请把下面全部记录逐行转换成编号列表，略去空行，答案中不要包含图片。

_ _ _

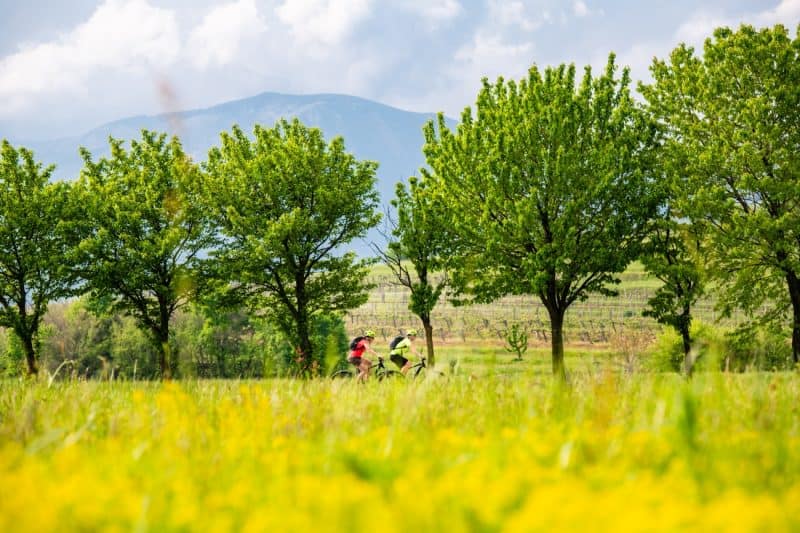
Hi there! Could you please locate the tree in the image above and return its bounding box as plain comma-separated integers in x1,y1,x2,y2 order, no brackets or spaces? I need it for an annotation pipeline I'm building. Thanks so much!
641,208,705,376
373,178,454,366
424,54,657,378
206,120,380,375
72,131,215,379
0,140,77,375
642,25,800,363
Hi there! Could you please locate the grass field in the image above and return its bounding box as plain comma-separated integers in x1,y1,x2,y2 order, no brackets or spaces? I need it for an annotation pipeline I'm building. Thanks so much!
0,372,800,531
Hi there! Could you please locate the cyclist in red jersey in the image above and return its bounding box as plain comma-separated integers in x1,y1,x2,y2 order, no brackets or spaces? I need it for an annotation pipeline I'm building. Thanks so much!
347,329,378,381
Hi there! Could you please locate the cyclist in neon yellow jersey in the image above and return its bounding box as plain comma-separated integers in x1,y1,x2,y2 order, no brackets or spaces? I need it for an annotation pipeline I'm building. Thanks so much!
389,329,422,375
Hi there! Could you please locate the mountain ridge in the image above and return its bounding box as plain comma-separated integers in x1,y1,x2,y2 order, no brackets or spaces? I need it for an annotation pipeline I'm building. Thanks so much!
17,92,455,255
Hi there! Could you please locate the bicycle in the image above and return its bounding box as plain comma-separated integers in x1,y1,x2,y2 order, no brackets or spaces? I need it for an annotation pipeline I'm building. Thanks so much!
330,356,403,381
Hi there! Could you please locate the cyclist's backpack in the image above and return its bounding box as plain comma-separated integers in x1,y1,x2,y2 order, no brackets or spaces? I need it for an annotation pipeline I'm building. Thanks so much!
389,335,405,350
350,337,366,351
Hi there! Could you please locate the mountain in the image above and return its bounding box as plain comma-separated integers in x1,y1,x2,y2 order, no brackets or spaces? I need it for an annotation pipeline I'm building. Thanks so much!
20,93,455,255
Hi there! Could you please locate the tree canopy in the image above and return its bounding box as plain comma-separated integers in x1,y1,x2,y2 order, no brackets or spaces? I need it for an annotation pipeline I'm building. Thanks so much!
76,131,215,379
374,177,455,366
642,25,800,362
206,120,380,375
0,141,77,374
424,55,657,377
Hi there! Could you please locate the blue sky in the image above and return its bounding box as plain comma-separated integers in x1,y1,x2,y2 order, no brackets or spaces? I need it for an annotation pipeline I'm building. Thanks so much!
0,0,800,140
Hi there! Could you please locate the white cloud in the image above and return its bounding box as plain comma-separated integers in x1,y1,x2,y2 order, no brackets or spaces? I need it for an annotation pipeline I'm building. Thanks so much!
187,0,267,69
398,0,462,26
275,0,372,46
572,0,591,17
0,0,180,115
489,0,552,31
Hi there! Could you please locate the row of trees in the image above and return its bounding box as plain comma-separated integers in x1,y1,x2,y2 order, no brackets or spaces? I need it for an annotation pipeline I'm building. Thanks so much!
0,121,380,379
0,21,800,377
387,25,800,377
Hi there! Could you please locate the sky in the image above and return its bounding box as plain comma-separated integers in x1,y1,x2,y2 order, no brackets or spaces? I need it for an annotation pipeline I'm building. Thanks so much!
0,0,800,141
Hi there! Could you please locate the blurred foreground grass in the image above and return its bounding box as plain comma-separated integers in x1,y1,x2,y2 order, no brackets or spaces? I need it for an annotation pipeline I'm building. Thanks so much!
0,372,800,531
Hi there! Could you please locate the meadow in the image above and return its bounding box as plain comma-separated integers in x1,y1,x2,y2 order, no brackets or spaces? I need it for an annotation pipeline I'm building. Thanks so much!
0,372,800,531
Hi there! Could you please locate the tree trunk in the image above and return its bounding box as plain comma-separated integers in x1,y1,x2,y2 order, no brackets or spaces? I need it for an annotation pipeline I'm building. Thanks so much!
156,296,172,381
297,316,319,377
547,309,567,381
157,331,172,381
680,326,694,378
17,333,39,376
678,302,695,378
786,272,800,365
420,316,436,367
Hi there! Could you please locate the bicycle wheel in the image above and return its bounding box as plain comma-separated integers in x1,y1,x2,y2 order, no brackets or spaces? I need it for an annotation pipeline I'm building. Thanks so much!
375,369,403,381
331,369,355,379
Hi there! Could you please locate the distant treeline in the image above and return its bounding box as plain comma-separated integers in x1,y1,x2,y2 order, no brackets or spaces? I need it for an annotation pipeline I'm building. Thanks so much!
0,21,800,379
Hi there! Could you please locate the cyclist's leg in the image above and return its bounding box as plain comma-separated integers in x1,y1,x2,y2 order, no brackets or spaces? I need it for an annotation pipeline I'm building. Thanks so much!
358,357,372,381
389,353,411,375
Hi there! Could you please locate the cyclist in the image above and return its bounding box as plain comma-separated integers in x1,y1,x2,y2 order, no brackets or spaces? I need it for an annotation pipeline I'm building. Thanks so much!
347,329,380,381
389,329,422,375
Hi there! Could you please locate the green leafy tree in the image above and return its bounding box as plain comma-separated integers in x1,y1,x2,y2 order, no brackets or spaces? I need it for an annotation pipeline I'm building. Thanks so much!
640,209,705,376
373,178,454,366
642,25,800,363
77,131,215,379
424,55,657,378
207,120,380,375
0,140,77,375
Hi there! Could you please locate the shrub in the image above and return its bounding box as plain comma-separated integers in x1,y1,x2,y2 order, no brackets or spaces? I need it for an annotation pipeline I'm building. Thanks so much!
648,321,792,372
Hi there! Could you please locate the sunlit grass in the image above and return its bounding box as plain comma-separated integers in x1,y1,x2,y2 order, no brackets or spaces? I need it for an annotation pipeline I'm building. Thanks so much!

_ _ _

练习答案:
1. Hi there! Could you please locate the tree in the image above and return its bounding box as plain comma-separated integers in x1,y1,x2,y2 order, no brackets or spaces? I need it for an annotation pipeline I'm building. Thanks so much!
2. 641,208,705,376
3. 373,178,454,366
4. 424,54,657,378
5. 206,120,380,375
6. 72,131,215,379
7. 0,140,77,375
8. 642,25,800,363
9. Hi there! Could you please locate the grass field in the image above and return its bounding box as plain comma-separated integers in x1,y1,x2,y2 order, no brackets or spaces? I need it for an annotation pipeline I'm building. Thanks so much!
10. 0,372,800,531
11. Hi there! Could you please locate the cyclist in red jersey in the image above and return its bounding box as plain comma-separated integers in x1,y1,x2,y2 order, no brackets or spaces? I need it for an annotation pipeline I'm building. Thanks so much!
12. 347,329,378,381
13. Hi there! Could you please locate the cyclist in neon yellow jersey in the image above and return its bounding box as plain comma-separated integers in x1,y1,x2,y2 order, no brackets or spaces? I need it for an annotation pipeline I'm building. Thanks so much!
14. 389,329,422,375
15. Hi there! Could you please locate the mountain ridge in the image above and return its bounding box as plain comma-separated integers in x1,y1,x2,y2 order, no brackets or spaces? I need it for an annotation pipeline I'm building. Thanks so much!
16. 17,92,455,255
17. Hi there! Could you please locate the bicycle in the image above and return its bounding box as plain comma-separated integers in x1,y1,x2,y2 order, no brackets or spaces? I need it for an annotation pipeline I'm building. Thanks so much!
18. 330,356,403,381
19. Hi there! Could you please locate the cyclist's backpack in the image above and return its bounding box as plain comma-separated integers in x1,y1,x2,y2 order, no brackets or spaces? I need it for an annotation pipeline I'm building. Thanks so much!
20. 389,335,405,350
21. 350,337,366,351
22. Hi there! Could you please locate the mountain in the image above and return its bounding box as plain comma-separated integers in x1,y1,x2,y2 order, no brackets or spaces? I need it for an annotation pipeline I'm building. Thanks so much!
23. 20,93,455,255
24. Hi there! Could you please locate the tree canopy in the image above and return its bounding box as plain comma-separated integers in x1,y1,x2,y2 order, no brackets or spaces? I need it for an annotation pipeline I'm building. Thanks so much!
25. 76,131,215,379
26. 374,177,455,366
27. 642,25,800,362
28. 206,120,380,375
29. 0,141,77,374
30. 424,55,657,377
31. Hi there! Could you please locate the blue sky in the image above and return its bounding box as plain comma-separated integers in x1,y1,x2,y2 order, no brackets or spaces? I need it for an annotation pipeline I'm building. Thanks so much!
32. 0,0,800,140
33. Hi there! Could you please locate the white cloud in the image above and return its bounding box as plain comma-separated integers in x1,y1,x2,y2 order, no brackets or spaces? I need it for an annotation pipeline I'm building. Thanks so much!
34. 187,0,267,69
35. 398,0,462,26
36. 275,0,372,46
37. 572,0,591,17
38. 0,0,180,115
39. 489,0,552,31
40. Hi there! Could you please locate the row of trees in the image above and return its bounding box as plain comma-separated integers in x1,y1,x2,y2 order, no brackets or spaces? I need it for an annotation pipeline I'm building. Thanks so much!
41. 0,121,380,379
42. 0,21,800,377
43. 387,25,800,377
44. Hi there! Could you please locate the sky in the image above and return its bounding box as plain comma-separated integers in x1,y1,x2,y2 order, no brackets or spaces? I need it for an annotation pipeline I'm building. Thanks so much!
45. 0,0,800,141
46. Hi there! Could you please locate the blurred foreground grass in the image above and return its bounding box as plain comma-separated integers in x1,y1,x2,y2 order, no brackets or spaces? I need it for an annotation pipeline I'm building. Thanks so much!
47. 0,372,800,531
48. Hi there! Could you please locate the meadow in the image above and return its bounding box as plain comma-separated integers in x1,y1,x2,y2 order, no brackets or spaces? I need it for an annotation pipeline I'm building. Thanks so much!
49. 0,372,800,531
50. Hi there! Could you please locate the tree trunk in the image above and return its bounding box as plain comma-separated integers in x1,y1,x2,y2 order, no brackets or spaces? I need it for an annotation pipeline I'm building. Thanks so much!
51. 156,296,172,381
52. 297,316,319,377
53. 547,309,567,381
54. 157,331,172,381
55. 680,326,694,378
56. 17,333,39,376
57. 678,302,695,378
58. 786,272,800,365
59. 420,316,436,367
60. Hi there! Could you please locate the bicycle wheel in the image above and return its bounding box as plain comma-separated integers in x1,y1,x2,y2 order, no brackets or spaces? I need it for an annotation pipeline I'm building. Thanks so much!
61. 375,369,403,381
62. 331,369,355,379
63. Hi there! Could you please locate the distant treeline in the image above and return its bounding box as plain comma-separated integers in x1,y1,x2,y2 order, no brackets or spaces? I need it for an annotation pipeline I'm building. Thanks so much!
64. 0,21,800,379
65. Hi there! Could you please locate the cyclist's leg in the image above and return its bounding box as plain comma-separated integers in x1,y1,x2,y2 order, no brackets or spaces? I need it for an annotation pipeline I'm building. Thanks so much!
66. 358,357,372,381
67. 389,353,411,375
68. Hi there! Could you please locate the cyclist in the image above and return its bounding box as plain comma-separated integers in x1,y1,x2,y2 order, no brackets or spaces? I need it for an annotation pipeline I'm building. Thanks so much!
69. 347,329,380,381
70. 389,329,422,375
71. Hi there! Could you please locate the green leafy tree in the image above and return its bounding box as plain comma-separated integers in x1,y1,x2,y2 order, no brackets or spaces? I need it for an annotation pipeline I'm building. Thanks so much!
72. 640,209,705,376
73. 373,178,454,366
74. 642,25,800,363
75. 77,131,215,379
76. 424,55,657,378
77. 207,120,380,375
78. 0,140,77,375
79. Hi there! Could you please locate the shrub in the image above and return its bounding box as plain comma-separated integers in x1,y1,x2,y2 order, no brackets or spaces? I need it for an annotation pipeline I'm building. Thanks so much!
80. 648,321,792,372
81. Hi there! Could you please locate the sunlit grass in the image above and return its bounding box as plain comma-separated integers in x1,y1,x2,y2 order, no brackets or spaces? I need it for an annotation pipeline I'm building. Thanks so much!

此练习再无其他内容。